- _Task list_
a) From the essay on giving your mind a break, copy the text between "Because of the" and "preferably on my own.", inclusive.
b) In one to three sentences, explain why the writer of the essay on giving your mind a break has felt the need for a break during the last six months.
c) Extend the essay on giving your mind a break, starting after its final sentence.

- _Quoted passage_
______

Allow and give your mind a break

Whenever I am in a course or retreat with my Yoga teacher, Prasad, he reminds us to use the time we spend at the retreat to reflect about what we are learning, but avoid trying to solve our lives during that time. I have always interpreted this as an invitation to reflection and a warning against over-thinking.

Throughout the years I have been studying with Prasad, I have gradually learned to mentally put my life on hold for some days whenever I am at one of his courses or taking a silence retreat on my own. Surprisingly enough, I manage quite well to stop worrying about the things I usually worry, I don’t make any plans, I avoid ruminating about past events. The only times my everyday life pops up in my mind is through reflection on how I can apply what I learn in the course or retreat to my life to have a positive change.

Because of the pandemic, I haven’t been able to meet my teacher in person for over two years now, and the possibility to take silent retreats has also been limited during this time. I try as much as I can to create space for myself to slow down and reflect in everyday life, but my mind is used to going at a certain pace when I’m at home. It is more difficult to ‘tame’ it here. This means that during the last six months, I have been feeling the need to take a break. It is not a break from anyone or anything else than my own mind, and I have been going around believing that I can only do it if I get out of the daily routine, preferably on my own.

______

- _Collected data entries_
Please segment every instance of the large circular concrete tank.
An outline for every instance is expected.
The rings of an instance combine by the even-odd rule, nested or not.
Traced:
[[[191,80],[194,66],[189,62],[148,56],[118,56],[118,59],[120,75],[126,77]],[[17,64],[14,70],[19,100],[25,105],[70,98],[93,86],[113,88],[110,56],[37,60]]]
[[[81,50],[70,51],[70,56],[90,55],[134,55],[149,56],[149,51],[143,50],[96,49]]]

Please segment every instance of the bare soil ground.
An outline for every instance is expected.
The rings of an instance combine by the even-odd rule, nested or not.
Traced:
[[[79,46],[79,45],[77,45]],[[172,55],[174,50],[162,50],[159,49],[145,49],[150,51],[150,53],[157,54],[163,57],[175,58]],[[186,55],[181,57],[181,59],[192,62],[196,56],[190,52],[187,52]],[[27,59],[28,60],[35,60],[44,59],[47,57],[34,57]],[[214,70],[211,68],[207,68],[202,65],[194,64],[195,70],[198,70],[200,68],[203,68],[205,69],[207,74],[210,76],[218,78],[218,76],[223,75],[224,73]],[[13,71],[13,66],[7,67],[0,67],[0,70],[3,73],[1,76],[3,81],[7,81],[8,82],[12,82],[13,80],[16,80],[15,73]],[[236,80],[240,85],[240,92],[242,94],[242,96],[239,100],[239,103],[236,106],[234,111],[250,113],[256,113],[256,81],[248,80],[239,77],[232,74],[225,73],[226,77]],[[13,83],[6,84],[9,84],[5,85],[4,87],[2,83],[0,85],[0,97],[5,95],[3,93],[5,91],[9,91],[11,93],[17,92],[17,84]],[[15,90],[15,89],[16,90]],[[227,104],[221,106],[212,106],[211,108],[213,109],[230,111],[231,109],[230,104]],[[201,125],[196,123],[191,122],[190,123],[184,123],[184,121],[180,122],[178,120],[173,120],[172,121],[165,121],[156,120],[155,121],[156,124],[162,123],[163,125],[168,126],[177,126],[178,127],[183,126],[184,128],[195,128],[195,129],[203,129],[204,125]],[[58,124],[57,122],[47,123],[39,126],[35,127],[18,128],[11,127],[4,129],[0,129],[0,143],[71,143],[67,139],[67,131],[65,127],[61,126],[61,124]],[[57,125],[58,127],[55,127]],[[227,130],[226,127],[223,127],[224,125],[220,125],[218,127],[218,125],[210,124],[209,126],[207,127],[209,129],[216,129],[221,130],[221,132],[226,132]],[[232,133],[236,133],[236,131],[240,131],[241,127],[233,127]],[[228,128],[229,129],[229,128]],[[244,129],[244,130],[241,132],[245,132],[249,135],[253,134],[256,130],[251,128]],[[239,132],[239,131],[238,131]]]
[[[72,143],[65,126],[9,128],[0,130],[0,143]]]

______

- _Answers in order_
a)
Because of the pandemic, I haven’t been able to meet my teacher in person for over two years now, and the possibility to take silent retreats has also been limited during this time. I try as much as I can to create space for myself to slow down and reflect in everyday life, but my mind is used to going at a certain pace when I’m at home. It is more difficult to ‘tame’ it here. This means that during the last six months, I have been feeling the need to take a break. It is not a break from anyone or anything else than my own mind, and I have been going around believing that I can only do it if I get out of the daily routine, preferably on my own.

b) Because of the pandemic, the writer has not met the yoga teacher in person for over two years, and chances for silent retreats have been limited. At home the writer's mind keeps its usual pace and is harder to "tame," even with efforts to slow down and reflect in everyday life. This is why the writer has felt the need to take a break from their own mind.

c)
Yesterday, I took our daughter to a meeting with the Norwegian Labor and Welfare Administration (NAV). My husband and I had decided to apply for an assistant that can be with her a few hours a week and take her to one of her after school activities or maybe that can support her if she wants to start going out with people her age. People with PWS usually have such assistants. Some of them start at a young age to release the load from parents, but we had never really felt we needed it. However, our daughter is a teenager now, and we considered it important to start now because she will most probably need an assistant as an adult too.

Right before the meeting, I noticed our daughter getting into a bad mood, and when I asked what was going on, she managed to express her discontent with our plan of getting her an assistant. Once at the NAV office, she was clearly frustrated, and was answering the person who wanted to meet her in short phrases without even looking at her. I tried as much as I could to stay quiet and let them talk since the purpose of the meeting was for my daughter to talk about herself, but as the meeting went on and she clearly expressed she didn’t want to have an assistant, I felt I had to chip in and explain that this was meant as a measure to give her more freedom. But it didn’t help.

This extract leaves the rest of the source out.